YOUR GOAL: Reproduce each of the records below word for word.

======== EXERCISE MATERIAL

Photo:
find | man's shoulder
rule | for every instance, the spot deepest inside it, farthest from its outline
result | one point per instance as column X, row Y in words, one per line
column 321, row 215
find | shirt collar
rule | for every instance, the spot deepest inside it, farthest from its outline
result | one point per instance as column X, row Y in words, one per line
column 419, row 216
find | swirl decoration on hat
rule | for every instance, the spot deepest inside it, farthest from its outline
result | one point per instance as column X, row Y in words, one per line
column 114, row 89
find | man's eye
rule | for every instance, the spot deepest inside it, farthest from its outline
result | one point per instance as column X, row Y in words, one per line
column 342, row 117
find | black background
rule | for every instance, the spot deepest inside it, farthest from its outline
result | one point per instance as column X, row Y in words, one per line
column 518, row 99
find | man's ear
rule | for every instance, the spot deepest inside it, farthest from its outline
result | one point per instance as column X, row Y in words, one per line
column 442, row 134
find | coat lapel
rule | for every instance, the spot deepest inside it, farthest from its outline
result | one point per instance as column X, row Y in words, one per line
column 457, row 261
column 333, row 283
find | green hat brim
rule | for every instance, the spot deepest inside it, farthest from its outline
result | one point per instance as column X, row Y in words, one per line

================

TASK RESULT:
Photo:
find | man's shoulder
rule | for every instance, the spot deepest inside it, farthest from its outline
result | one point per instance as column X, row Y in words, one per line
column 321, row 215
find | shirt collar
rule | for every instance, the spot deepest inside it, farthest from its outline
result | one point per instance as column X, row Y in words, one per line
column 419, row 216
find | swirl decoration on hat
rule | for every instance, the spot deepest inside it, farthest from its outline
result | one point per instance as column X, row Y in words, one per line
column 114, row 89
find | man's eye
rule | for every instance, the spot deepest inside it, farthest from its outline
result | one point per instance as column X, row Y in words, one per line
column 342, row 117
find | black background
rule | for every instance, the spot deepest inside it, farthest from its outline
result | one point per instance as column X, row Y in words, one per line
column 518, row 99
find | man's ear
rule | for every instance, the spot deepest inside it, farthest from its outline
result | one point per instance as column X, row Y in words, one per line
column 442, row 134
find | coat lapel
rule | for every instance, the spot deepest inside it, farthest from its outline
result | one point per instance as column X, row Y in words, one per line
column 457, row 261
column 333, row 283
find | green hat brim
rule | for every instance, the spot deepest inside it, farthest from its outline
result | one point per instance as column X, row Y in words, one per line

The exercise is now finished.